> _Records for this task_
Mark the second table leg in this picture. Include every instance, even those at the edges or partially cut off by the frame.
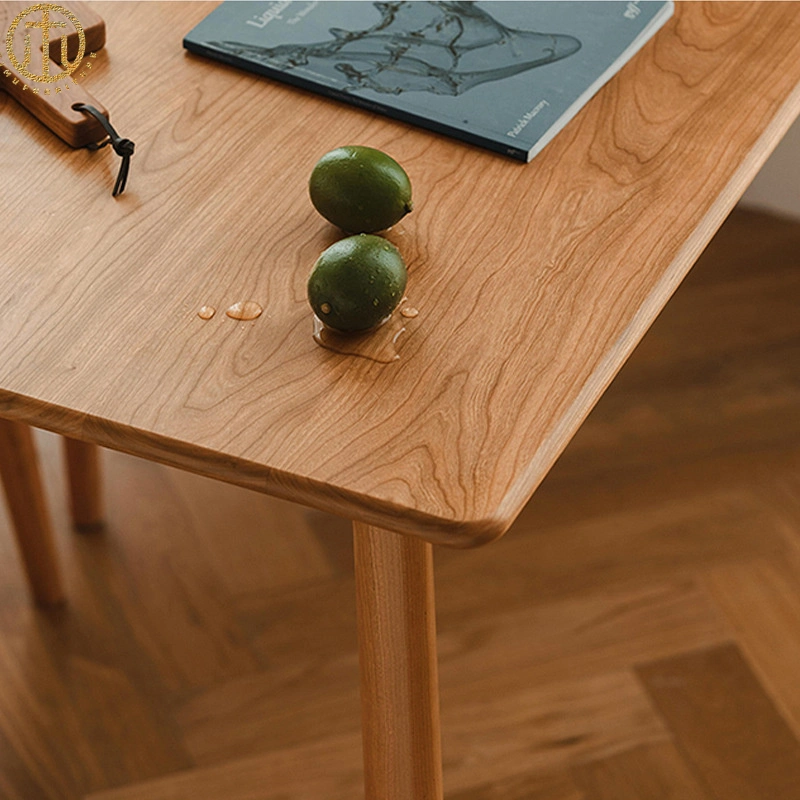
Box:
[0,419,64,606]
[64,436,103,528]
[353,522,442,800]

> _Written request_
Return all the lines of the records above word for word, leaving the pictures out.

> _Exercise output_
Mark the second table leg in this picture. Include every instance, even those at the edges or partially cut off by the frame.
Box:
[0,419,64,606]
[64,436,103,528]
[353,522,442,800]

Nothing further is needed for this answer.